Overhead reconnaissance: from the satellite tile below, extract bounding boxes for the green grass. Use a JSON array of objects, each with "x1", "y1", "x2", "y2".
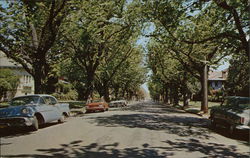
[{"x1": 189, "y1": 101, "x2": 220, "y2": 109}]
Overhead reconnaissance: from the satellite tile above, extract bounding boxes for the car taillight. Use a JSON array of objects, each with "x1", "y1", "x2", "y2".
[{"x1": 240, "y1": 117, "x2": 245, "y2": 124}]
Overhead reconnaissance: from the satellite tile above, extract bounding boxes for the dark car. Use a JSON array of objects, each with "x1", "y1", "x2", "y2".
[
  {"x1": 210, "y1": 96, "x2": 250, "y2": 133},
  {"x1": 0, "y1": 94, "x2": 69, "y2": 131},
  {"x1": 109, "y1": 100, "x2": 127, "y2": 107},
  {"x1": 85, "y1": 99, "x2": 109, "y2": 113}
]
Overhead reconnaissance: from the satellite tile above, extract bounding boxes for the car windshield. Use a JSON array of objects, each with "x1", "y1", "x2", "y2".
[
  {"x1": 92, "y1": 99, "x2": 102, "y2": 103},
  {"x1": 222, "y1": 98, "x2": 250, "y2": 108},
  {"x1": 10, "y1": 96, "x2": 39, "y2": 106}
]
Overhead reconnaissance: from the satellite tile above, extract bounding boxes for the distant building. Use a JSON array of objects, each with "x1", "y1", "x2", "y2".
[
  {"x1": 0, "y1": 51, "x2": 34, "y2": 99},
  {"x1": 208, "y1": 69, "x2": 228, "y2": 90}
]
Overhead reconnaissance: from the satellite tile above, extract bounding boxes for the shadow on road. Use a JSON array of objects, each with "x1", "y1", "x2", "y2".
[
  {"x1": 2, "y1": 139, "x2": 248, "y2": 158},
  {"x1": 88, "y1": 114, "x2": 211, "y2": 139},
  {"x1": 161, "y1": 139, "x2": 250, "y2": 158},
  {"x1": 0, "y1": 122, "x2": 59, "y2": 138}
]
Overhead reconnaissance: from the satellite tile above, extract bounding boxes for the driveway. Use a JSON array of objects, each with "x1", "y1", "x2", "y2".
[{"x1": 1, "y1": 101, "x2": 250, "y2": 158}]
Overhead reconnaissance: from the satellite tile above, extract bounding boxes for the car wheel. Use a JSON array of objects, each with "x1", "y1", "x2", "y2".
[
  {"x1": 229, "y1": 125, "x2": 235, "y2": 136},
  {"x1": 58, "y1": 114, "x2": 65, "y2": 123},
  {"x1": 211, "y1": 119, "x2": 217, "y2": 129},
  {"x1": 31, "y1": 116, "x2": 39, "y2": 131}
]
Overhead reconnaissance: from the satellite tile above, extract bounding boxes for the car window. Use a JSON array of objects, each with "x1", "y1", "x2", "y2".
[
  {"x1": 43, "y1": 97, "x2": 51, "y2": 105},
  {"x1": 10, "y1": 96, "x2": 39, "y2": 106},
  {"x1": 39, "y1": 98, "x2": 45, "y2": 104},
  {"x1": 50, "y1": 97, "x2": 57, "y2": 105}
]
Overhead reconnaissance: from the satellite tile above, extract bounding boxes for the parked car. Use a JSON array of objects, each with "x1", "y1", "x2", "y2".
[
  {"x1": 85, "y1": 99, "x2": 109, "y2": 113},
  {"x1": 210, "y1": 96, "x2": 250, "y2": 134},
  {"x1": 109, "y1": 100, "x2": 127, "y2": 107},
  {"x1": 0, "y1": 94, "x2": 70, "y2": 131}
]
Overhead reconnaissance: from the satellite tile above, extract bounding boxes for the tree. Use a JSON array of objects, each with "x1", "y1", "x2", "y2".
[
  {"x1": 0, "y1": 0, "x2": 72, "y2": 93},
  {"x1": 225, "y1": 52, "x2": 250, "y2": 97},
  {"x1": 66, "y1": 0, "x2": 143, "y2": 99},
  {"x1": 143, "y1": 0, "x2": 236, "y2": 112},
  {"x1": 0, "y1": 69, "x2": 19, "y2": 99}
]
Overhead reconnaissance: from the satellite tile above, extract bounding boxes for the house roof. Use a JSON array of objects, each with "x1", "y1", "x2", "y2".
[{"x1": 208, "y1": 69, "x2": 228, "y2": 81}]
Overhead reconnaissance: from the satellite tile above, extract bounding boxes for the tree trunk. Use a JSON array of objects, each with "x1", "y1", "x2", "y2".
[
  {"x1": 103, "y1": 85, "x2": 110, "y2": 102},
  {"x1": 45, "y1": 76, "x2": 58, "y2": 94},
  {"x1": 164, "y1": 86, "x2": 168, "y2": 104},
  {"x1": 173, "y1": 87, "x2": 179, "y2": 105},
  {"x1": 200, "y1": 64, "x2": 208, "y2": 113},
  {"x1": 182, "y1": 71, "x2": 189, "y2": 109},
  {"x1": 33, "y1": 74, "x2": 43, "y2": 94}
]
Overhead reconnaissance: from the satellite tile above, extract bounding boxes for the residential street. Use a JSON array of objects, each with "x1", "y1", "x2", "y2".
[{"x1": 0, "y1": 101, "x2": 250, "y2": 158}]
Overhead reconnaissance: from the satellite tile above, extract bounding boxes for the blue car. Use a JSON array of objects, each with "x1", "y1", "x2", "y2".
[{"x1": 0, "y1": 94, "x2": 70, "y2": 131}]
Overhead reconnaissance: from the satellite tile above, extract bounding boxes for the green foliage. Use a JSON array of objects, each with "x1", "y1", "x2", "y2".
[
  {"x1": 0, "y1": 69, "x2": 19, "y2": 98},
  {"x1": 226, "y1": 54, "x2": 250, "y2": 97},
  {"x1": 0, "y1": 0, "x2": 73, "y2": 93}
]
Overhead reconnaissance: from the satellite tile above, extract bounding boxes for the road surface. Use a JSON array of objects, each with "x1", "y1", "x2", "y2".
[{"x1": 1, "y1": 101, "x2": 249, "y2": 158}]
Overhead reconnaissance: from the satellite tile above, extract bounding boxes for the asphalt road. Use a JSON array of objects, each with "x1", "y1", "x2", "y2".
[{"x1": 0, "y1": 101, "x2": 250, "y2": 158}]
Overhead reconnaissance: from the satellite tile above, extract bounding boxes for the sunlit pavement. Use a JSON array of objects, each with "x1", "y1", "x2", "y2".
[{"x1": 1, "y1": 101, "x2": 250, "y2": 158}]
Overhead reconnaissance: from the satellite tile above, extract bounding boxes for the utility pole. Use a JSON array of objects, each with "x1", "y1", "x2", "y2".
[{"x1": 201, "y1": 57, "x2": 208, "y2": 113}]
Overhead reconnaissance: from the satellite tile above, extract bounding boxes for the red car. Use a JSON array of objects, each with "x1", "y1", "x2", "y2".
[{"x1": 86, "y1": 100, "x2": 109, "y2": 113}]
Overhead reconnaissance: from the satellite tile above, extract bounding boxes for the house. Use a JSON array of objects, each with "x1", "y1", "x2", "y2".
[
  {"x1": 0, "y1": 51, "x2": 34, "y2": 99},
  {"x1": 208, "y1": 69, "x2": 228, "y2": 90}
]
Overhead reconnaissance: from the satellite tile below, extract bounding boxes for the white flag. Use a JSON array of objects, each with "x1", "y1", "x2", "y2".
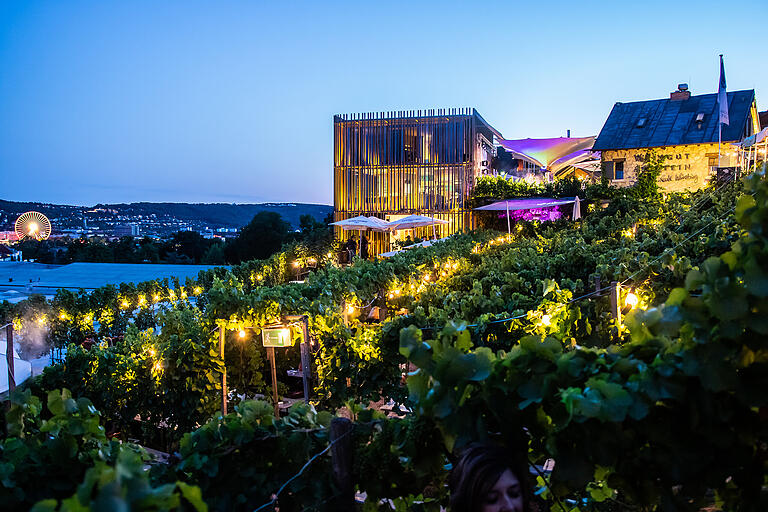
[{"x1": 717, "y1": 55, "x2": 730, "y2": 126}]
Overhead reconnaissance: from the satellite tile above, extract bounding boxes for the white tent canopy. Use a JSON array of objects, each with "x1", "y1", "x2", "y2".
[
  {"x1": 331, "y1": 215, "x2": 389, "y2": 231},
  {"x1": 0, "y1": 340, "x2": 32, "y2": 393}
]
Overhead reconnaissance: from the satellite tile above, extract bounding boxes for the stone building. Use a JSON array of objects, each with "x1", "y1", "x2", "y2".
[{"x1": 592, "y1": 84, "x2": 760, "y2": 192}]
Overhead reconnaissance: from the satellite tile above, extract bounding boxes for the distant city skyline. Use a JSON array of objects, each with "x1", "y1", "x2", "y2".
[{"x1": 0, "y1": 0, "x2": 768, "y2": 205}]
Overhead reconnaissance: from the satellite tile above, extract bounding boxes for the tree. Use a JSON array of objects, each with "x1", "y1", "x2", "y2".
[{"x1": 225, "y1": 212, "x2": 290, "y2": 263}]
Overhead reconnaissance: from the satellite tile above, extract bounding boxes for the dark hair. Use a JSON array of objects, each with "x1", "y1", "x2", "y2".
[{"x1": 448, "y1": 443, "x2": 530, "y2": 512}]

→ **Work instructions**: Update the data from the line containing "the distant city" through the end of the data, replacing "satellite tile" with "aerial image" and leaving everything else unchanged.

→ **Solved problem**:
Overhead reconnaissance: from the aerial image above, extract bounding boxes for the distant city skyline. Use a JSON array of objects, each with "x1", "y1", "x2", "y2".
[{"x1": 0, "y1": 0, "x2": 768, "y2": 205}]
Overhead reconnaissance: from the aerial image above, extract bounding boxes for the tree. Use a JSON array of objects, each with "x1", "y1", "x2", "y2".
[{"x1": 225, "y1": 212, "x2": 290, "y2": 263}]
Overhead reconnaissance: from the aerial image above, extract bounding boxes for the dark hair. Use a JSON array of objects, each with "x1", "y1", "x2", "y2".
[{"x1": 448, "y1": 443, "x2": 530, "y2": 512}]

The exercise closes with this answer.